Given task
Reproduce the part of the records that opens with the line containing "standing on beach." and runs through the end of the records, with both ends included and the requests kept, but multiply every point coordinate in the answers by 1.65 and round to whole numbers, with halves rounding up. Leave the pictures out of your reply.

Input records
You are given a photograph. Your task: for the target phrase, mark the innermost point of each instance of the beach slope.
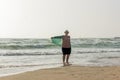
(69, 73)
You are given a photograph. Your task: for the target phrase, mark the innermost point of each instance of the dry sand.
(69, 73)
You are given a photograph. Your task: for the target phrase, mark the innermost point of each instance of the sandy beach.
(69, 73)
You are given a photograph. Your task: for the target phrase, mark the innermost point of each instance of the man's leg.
(63, 60)
(67, 60)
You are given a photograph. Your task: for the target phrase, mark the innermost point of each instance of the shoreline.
(73, 72)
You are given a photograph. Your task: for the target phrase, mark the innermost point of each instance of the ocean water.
(21, 55)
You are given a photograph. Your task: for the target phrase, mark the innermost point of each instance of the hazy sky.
(46, 18)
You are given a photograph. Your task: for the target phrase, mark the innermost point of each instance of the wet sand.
(69, 73)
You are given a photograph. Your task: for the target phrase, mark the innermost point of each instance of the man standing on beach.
(66, 48)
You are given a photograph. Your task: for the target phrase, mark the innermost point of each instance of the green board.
(57, 40)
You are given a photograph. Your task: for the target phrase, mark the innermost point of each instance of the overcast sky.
(46, 18)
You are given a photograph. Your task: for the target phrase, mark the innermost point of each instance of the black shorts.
(66, 51)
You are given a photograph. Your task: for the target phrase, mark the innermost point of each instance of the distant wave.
(15, 44)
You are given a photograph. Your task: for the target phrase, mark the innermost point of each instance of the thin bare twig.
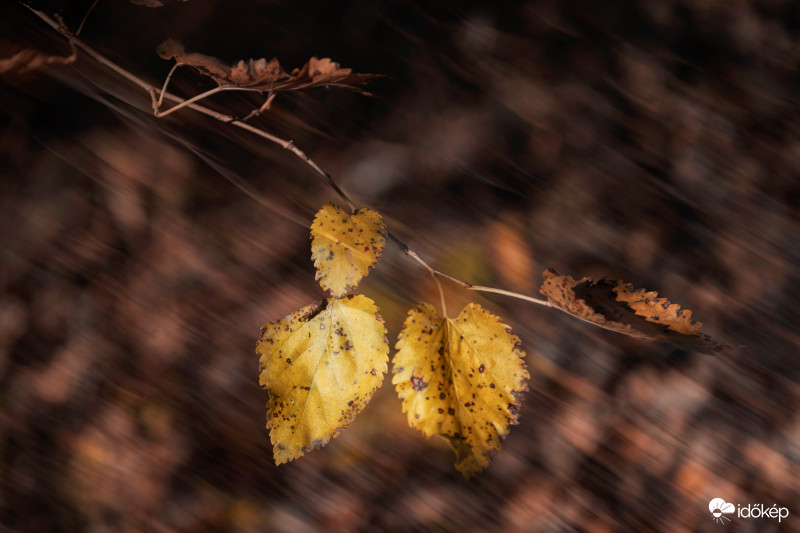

Worked solution
You are given a photograph. Your task: for the target phrase, mark the innermost point of each instance of the man standing on beach.
(109, 79)
You are given a photograph. Your task: for the target phrase, mark the innermost point of each instance of the green board.
(94, 66)
You are given a photograph. Your task: for the target phrase, mark the innermost point of each instance of the overcast sky.
(76, 30)
You are given a photograph. Your task: for the target phrase, mark the innermost point of each instance of the black shorts.
(109, 84)
You are given a photograph. Your task: for the target phrase, mark the innermost point of each instance of the distant wave.
(25, 73)
You are given a photograph. Your task: for the target phrase, mark the innermost point of each instance of the thin bare twig.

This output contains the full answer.